======== PASSAGE ========

Personal information
- Born: Christopher Ford March 4, 1974 (age 52) Rutherford, New Jersey, U.S.
- Education: Kean University

Professional wrestling career
- Ring name(s): Crowbar Devon Storm Judas Salem Storm Tempest
- Billed height: 6 ft 1 in (1.85 m)
- Billed weight: 242 lb (110 kg)
- Billed from: Rutherford, New Jersey "The other side of sanity"
- Trained by: Mike Sharpe
- Debut: 1992

= Crowbar (wrestler) =

American professional wrestler (born 1974)

Christopher Ford (born March 4, 1974), better known by the ring name Crowbar, is an American professional wrestler performing on the independent circuit. He is best known for his tenure in World Championship Wrestling (WCW), where he was a one-time Hardcore Champion, a one-time World Tag Team Champion with David Flair, and a one-time Cruiserweight Champion, which he held jointly with Daffney. He, Jerry Lynn and Christopher Daniels are the only wrestlers in history to have wrestled for World Wrestling Federation (WWF), World Championship Wrestling (WCW), Extreme Championship Wrestling (ECW), Total Nonstop Action Wrestling (TNA), Ring Of Honor (ROH), and All Elite Wrestling (AEW).

== Professional wrestling career ==

=== Early career (1992–1997) ===
While attending college, Ford began training under "Iron" Mike Sharpe. After completing his training, he began wrestling on the independent circuit under the ring name Devon Storm and formed a successful tag team known as The Extreme with Ace Darling. In November 1994, Storm took part in a tournament for the NWA World Heavyweight Championship, vacated by Shane Douglas; he lost to Tracy Smothers in the first round. After a few years on the indies, Storm wrestled in about 30 matches in Extreme Championship Wrestling in 1996, including losing to Taz via countout at Hostile City Showdown, 2 Cold Scorpio at November to Remember in a loser leaves town match, and Balls Mahoney at Holiday Hell. In 1996, he had four matches in WCW as Dangerous Devon Storm, including a match against Konnan for the United States Championship.

=== World Wrestling Federation (1997–1999) ===
In 1997, Ford, while using his Devon Storm name, took part in a tournament in the World Wrestling Federation to determine the first-ever Light Heavyweight Champion. He wrestled against and lost to Taka Michinoku, who later went on to win the tournament and the title. From 1998 to 1999, he would later appear on editions of Shotgun Saturday Night, losing to the likes of Droz and D'Lo Brown. He and Ace Darling briefly reunited as a tag team (but not using the name The Extreme) in a losing effort against the then newly formed team of Brian Christopher and Scott Taylor.

======== DATA LISTING ========

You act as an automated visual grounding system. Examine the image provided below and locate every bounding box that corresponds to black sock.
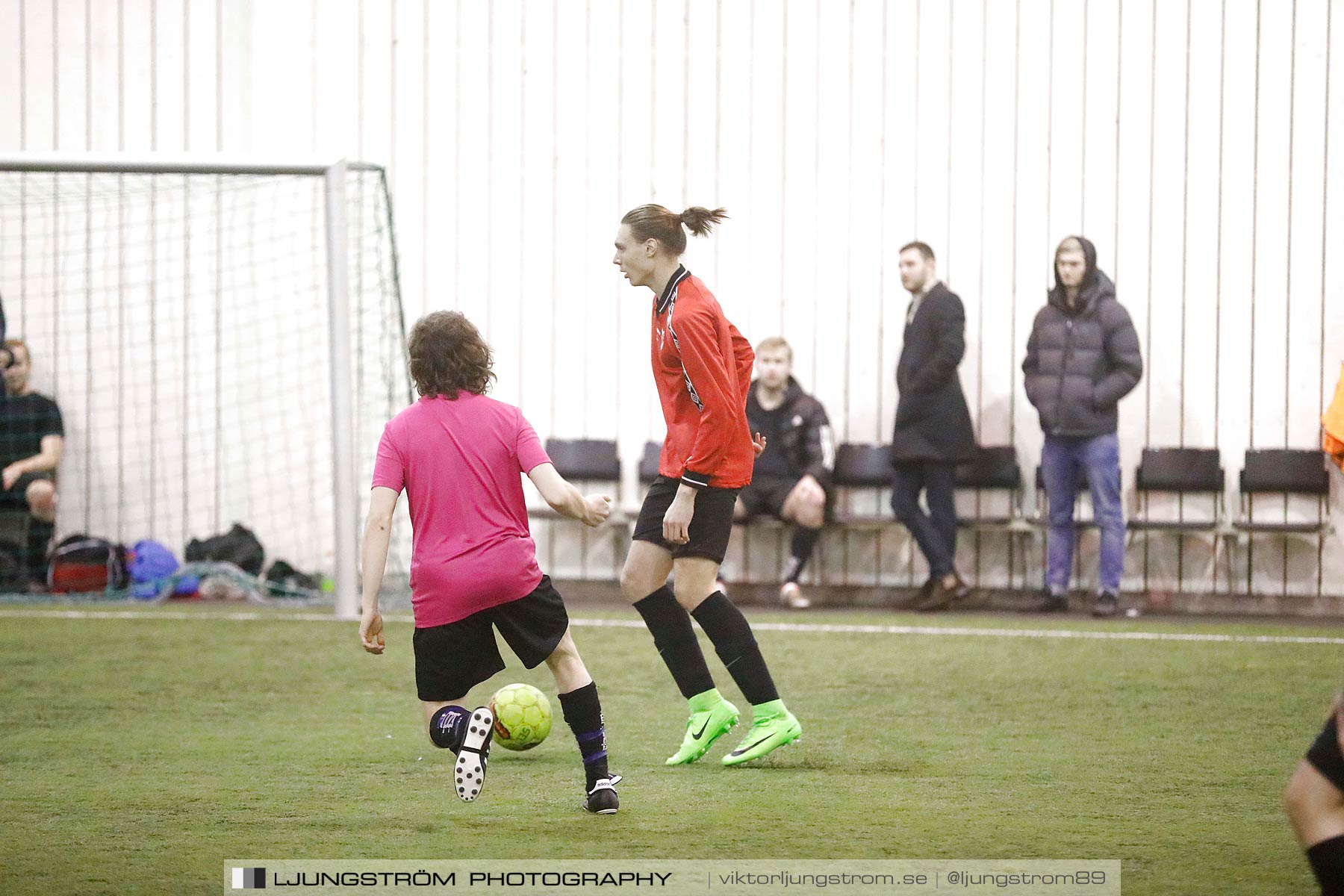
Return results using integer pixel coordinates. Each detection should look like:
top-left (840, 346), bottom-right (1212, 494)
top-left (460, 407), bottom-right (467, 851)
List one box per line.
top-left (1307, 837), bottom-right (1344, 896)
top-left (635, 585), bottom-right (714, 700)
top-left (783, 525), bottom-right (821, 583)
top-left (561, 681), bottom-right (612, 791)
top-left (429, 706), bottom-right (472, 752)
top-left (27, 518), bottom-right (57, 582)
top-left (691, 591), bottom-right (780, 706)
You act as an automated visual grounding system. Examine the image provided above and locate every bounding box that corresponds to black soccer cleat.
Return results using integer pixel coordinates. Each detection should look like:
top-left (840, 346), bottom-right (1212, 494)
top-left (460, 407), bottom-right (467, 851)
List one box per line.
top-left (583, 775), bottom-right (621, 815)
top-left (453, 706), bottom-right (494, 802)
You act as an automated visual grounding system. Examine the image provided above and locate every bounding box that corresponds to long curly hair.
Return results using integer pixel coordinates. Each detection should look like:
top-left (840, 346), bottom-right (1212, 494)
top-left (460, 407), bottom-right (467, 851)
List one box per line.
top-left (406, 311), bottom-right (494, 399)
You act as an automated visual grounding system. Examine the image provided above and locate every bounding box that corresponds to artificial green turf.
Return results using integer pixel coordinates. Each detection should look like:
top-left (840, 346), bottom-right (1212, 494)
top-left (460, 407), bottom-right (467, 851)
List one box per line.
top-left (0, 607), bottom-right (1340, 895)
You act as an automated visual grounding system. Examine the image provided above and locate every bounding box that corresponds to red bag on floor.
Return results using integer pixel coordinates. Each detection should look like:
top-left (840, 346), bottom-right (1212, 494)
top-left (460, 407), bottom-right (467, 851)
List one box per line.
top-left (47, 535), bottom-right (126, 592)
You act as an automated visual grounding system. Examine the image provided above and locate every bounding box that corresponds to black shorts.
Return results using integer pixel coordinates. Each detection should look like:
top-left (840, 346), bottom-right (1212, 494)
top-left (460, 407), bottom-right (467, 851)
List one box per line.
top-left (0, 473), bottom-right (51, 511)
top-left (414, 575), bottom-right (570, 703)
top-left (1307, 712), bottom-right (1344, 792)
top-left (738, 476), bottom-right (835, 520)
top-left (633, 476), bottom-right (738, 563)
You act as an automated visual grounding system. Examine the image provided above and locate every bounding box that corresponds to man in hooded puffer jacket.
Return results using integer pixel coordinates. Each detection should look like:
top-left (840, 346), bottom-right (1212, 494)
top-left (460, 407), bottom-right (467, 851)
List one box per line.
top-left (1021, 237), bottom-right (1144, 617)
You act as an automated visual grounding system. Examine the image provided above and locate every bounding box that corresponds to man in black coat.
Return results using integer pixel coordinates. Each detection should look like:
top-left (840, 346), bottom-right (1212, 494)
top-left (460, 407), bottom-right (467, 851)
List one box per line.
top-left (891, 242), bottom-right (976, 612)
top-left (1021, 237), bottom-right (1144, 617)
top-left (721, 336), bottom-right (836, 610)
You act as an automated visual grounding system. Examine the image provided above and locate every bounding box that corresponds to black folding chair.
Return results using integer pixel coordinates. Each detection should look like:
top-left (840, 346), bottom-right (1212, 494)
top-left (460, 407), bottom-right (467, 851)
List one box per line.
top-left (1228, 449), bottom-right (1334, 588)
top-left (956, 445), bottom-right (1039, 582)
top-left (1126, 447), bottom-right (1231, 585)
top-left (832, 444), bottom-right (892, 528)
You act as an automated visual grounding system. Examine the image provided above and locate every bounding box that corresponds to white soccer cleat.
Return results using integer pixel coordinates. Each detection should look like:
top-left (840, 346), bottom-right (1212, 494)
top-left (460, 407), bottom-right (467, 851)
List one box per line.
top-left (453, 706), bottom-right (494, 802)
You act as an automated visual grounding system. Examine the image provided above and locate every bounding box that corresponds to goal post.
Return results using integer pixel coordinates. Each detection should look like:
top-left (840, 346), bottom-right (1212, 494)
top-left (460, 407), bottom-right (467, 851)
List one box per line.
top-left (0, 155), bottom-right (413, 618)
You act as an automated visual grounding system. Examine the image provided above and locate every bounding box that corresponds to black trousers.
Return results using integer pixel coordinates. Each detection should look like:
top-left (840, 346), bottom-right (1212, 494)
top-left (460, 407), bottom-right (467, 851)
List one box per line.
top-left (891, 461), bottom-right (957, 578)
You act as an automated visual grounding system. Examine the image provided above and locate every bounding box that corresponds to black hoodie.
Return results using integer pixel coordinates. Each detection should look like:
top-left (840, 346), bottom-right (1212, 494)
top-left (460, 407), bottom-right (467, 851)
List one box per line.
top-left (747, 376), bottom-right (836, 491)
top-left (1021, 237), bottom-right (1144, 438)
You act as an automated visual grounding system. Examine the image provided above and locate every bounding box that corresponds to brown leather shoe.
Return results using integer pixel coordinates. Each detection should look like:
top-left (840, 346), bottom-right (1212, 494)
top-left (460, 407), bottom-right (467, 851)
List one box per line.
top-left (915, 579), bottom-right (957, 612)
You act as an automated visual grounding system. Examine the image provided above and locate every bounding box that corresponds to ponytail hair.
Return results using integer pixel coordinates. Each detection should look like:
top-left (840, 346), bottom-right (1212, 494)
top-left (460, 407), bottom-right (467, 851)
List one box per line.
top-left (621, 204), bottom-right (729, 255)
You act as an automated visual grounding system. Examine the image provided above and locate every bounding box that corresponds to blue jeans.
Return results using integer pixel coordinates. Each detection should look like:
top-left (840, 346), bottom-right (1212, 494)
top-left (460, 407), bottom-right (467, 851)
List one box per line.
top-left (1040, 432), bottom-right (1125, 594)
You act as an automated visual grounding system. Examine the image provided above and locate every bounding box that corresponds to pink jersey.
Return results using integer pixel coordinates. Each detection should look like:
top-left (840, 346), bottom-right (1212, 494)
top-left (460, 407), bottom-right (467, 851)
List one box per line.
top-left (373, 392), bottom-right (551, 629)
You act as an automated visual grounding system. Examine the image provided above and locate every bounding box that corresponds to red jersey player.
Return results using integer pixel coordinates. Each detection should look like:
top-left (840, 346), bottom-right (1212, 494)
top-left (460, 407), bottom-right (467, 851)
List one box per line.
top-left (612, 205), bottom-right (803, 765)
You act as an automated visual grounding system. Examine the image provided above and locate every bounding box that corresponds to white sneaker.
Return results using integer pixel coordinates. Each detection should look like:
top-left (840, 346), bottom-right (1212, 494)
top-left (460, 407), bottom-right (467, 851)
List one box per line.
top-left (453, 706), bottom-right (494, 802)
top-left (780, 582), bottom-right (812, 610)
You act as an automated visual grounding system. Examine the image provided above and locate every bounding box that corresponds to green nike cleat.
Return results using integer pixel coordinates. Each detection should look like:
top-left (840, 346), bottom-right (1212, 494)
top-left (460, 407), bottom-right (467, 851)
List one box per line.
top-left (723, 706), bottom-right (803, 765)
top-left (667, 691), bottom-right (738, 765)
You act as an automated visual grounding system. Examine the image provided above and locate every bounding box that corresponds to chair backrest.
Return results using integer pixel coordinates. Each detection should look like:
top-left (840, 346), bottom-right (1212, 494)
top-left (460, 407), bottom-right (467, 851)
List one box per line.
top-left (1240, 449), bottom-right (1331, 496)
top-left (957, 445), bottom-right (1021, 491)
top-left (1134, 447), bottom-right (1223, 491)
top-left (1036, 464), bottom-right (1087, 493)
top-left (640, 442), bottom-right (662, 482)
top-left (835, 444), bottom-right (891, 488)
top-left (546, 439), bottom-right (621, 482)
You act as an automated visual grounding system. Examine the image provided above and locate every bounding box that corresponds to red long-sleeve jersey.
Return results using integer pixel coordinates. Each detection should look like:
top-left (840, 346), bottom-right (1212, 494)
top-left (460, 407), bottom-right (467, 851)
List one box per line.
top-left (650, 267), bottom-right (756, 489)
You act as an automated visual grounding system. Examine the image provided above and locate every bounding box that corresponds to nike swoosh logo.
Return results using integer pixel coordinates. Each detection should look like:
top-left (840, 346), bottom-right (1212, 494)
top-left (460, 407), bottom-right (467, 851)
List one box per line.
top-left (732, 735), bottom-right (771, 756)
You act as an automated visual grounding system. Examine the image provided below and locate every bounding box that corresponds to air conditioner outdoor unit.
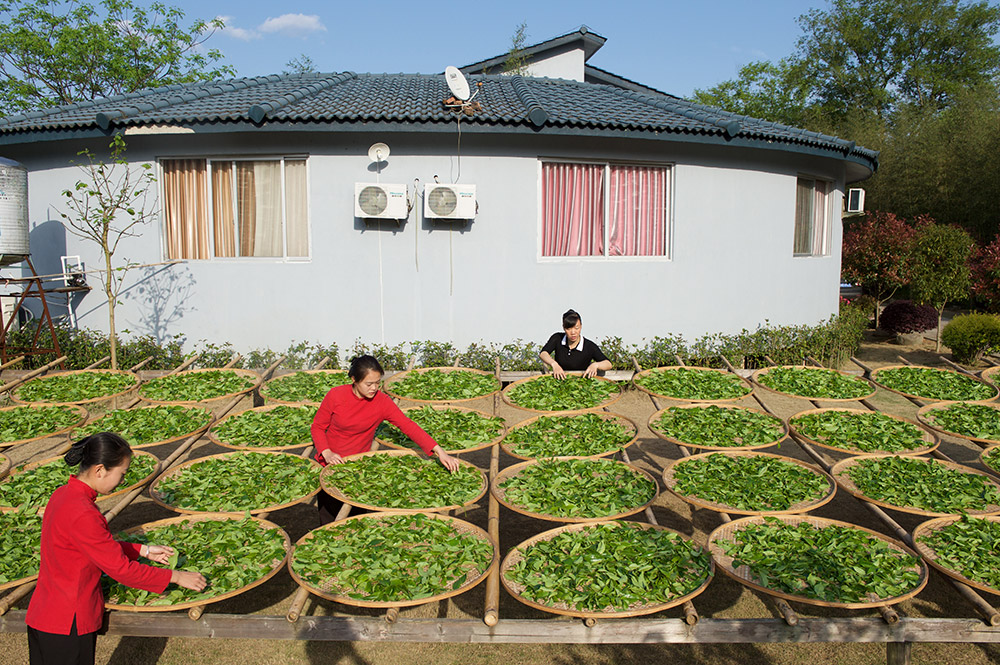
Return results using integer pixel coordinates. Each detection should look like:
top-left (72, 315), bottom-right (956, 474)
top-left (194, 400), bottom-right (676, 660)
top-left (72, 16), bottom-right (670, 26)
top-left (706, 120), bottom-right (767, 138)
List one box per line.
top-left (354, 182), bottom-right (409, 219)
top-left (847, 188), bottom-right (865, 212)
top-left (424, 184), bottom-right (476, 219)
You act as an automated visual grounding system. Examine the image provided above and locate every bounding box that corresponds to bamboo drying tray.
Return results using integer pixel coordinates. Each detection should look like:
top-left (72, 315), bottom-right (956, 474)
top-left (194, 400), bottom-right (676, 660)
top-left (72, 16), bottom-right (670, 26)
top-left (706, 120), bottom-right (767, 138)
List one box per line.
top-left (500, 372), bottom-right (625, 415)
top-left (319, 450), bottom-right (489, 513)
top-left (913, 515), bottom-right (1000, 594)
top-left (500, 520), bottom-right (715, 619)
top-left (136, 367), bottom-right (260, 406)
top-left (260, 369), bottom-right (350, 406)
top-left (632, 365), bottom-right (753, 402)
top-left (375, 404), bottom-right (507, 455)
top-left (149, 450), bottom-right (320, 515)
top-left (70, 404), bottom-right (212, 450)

========

▸ **REQUIREMENT A**:
Condense the paragraph of the Crowbar article that begins "In 1997, Ford, while using his Devon Storm name" into a short bulleted list that keeps its main facts.
▸ **REQUIREMENT B**:
Duplicate the Crowbar article word for word from "- Billed from: Rutherford, New" up to and including "wrestler (born 1974)".

▸ **EXPECTED OUTPUT A**:
- In 1997, as Devon Storm, Ford entered the WWF tournament for the first-ever Light Heavyweight Champion.
- He lost to Taka Michinoku, who went on to win the tournament and the title.
- From 1998 to 1999, he appeared on Shotgun Saturday Night and lost to wrestlers such as Droz and D'Lo Brown.
- He briefly reunited with Ace Darling as a tag team, without the name The Extreme. They lost to the newly formed team of Brian Christopher and Scott Taylor.

▸ **EXPECTED OUTPUT B**:
- Billed from: Rutherford, New Jersey "The other side of sanity"
- Trained by: Mike Sharpe
- Debut: 1992

= Crowbar (wrestler) =

American professional wrestler (born 1974)